* **REQUEST 1**:
In the passage on Australian telecommunications price competition, by how much did wireless broadband prices fall in 2013−14?
* **REQUEST 2**:
According to the passage on Australian telecommunications price competition, why is Telstra's advantage likely greater in wireless broadband than in mobile handsets? Answer in one to three sentences.
* **REQUEST 3**:
Continue the passage on Australian telecommunications price competition from its final sentence.

Figure 2.10 Retail market share for wireless broadband services
Source: ACCC Division 12 RKR data and ABS. Internet Activity Australia (8153.0), July 2013.
Again, Telstra’s strength in this market is likely a result of its ability to differentiate itself from the other providers on the basis of quality of service, and having the most progressed 4G network. This advantage is likely more pronounced in the wireless broadband market than the mobile handset market, as wireless broadband services are only used to supply data services, which are more sensitive to network quality than voice or messaging services.
2.3.4 Price competition increases
The ACCC reports on retail price changes in Changes in the prices paid for telecommunications services in Australia 2013−14.71 Price competition between mobile service providers has been less vigorous in recent years than it had previously been. In 2013−14 the average real price paid for mobile services declined by 2.0 per cent, while wireless broadband prices fell by 2.7 per cent. These price reductions are generally consistent with the slight downward trend observed since 2008−09.
However, over the course of the year the focus on price-based competition seems to have increased, with a number of providers introducing new and innovative mobile plan features. For example, a number of providers made changes to retail offers to help customers avoid bill shock and make offers easier for consumers to understand.
In July 2013 Optus introduced a new range of post-paid plans which provided consumers with a number of included voice minutes, rather than an included number of dollars that could be spent on voice. These plans also charged for excess usage in a new way. Under Optus’ new plans, users were charged in $5 or $10 increments for additional voice call or data inclusions once they exceeded their usual monthly allowance, rather than being charged an excess rate for each additional minute of MB of data used. These changes significantly lowered the effective rate that users would pay for exceeding their plan inclusions and made the plans easier for consumers to understand.
The other MNOs have also lowered excess data rates in 2014. In early 2014, Telstra lowered its excess data rate for a range of post-paid plans by 70 per cent. Later in the year, VHA also lowered excess data rates on a number of its post-paid plans charging in $10 increments for an additional 1GB of data. Again, these measures will lower the costs to users who exceed their monthly data allowances.

* **DATASET SECTION**:
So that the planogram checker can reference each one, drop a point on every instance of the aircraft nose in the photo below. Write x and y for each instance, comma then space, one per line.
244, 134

* **RIGHT ANSWER 1**:
They fell by 2.7 percent.

* **RIGHT ANSWER 2**:
Wireless broadband services supply only data. Data services are more sensitive to network quality than voice or messaging, so Telstra's edge in service quality and its more advanced 4G network count for more there.

* **RIGHT ANSWER 3**:
Providers also made a range of promotional offers to attract new subscribers. In the lead up to the launch of the new iPhone in September 2014 both Optus and Telstra offered a $200 credit to contribute towards early exit fees, and a $250 handset trade-in credit. During the year a number of providers, including Optus, Telstra, VHA and Virgin Mobile, all introduced temporary ‘data bonuses’ which gave consumers a greater data inclusion if they signed up during the time of the promotion, effectively decreasing their data rates for the length of the contract.
Many of these pricing developments, such as lower excess data rates and ‘bonus’ data offers, indicate that data offers are the focus of competition between mobile operators. This is a positive development, following a trend in 2012−13 where data inclusions fell for a number of mobile plans.
Overall these trends indicate that there is a renewed focus on competitive retail offers, which should benefit Australian consumers.
2.4 Telecommunications complaints
Key points
Customer complaints about telecommunications services continued to fall in 2013−14:
The ACCC received 13 per cent fewer complaints than last year.
TIO complaints fell 12 per cent to the lowest level in six years.
Complaints about mobile coverage and performance issues fell significantly over the year. Conversely, excess data charges and NBN connection issues emerged as areas of concern.
Competition and industry regulations, such as the TCP Code, continued to have a positive effect for consumers, but there is still room for improvement in the industry.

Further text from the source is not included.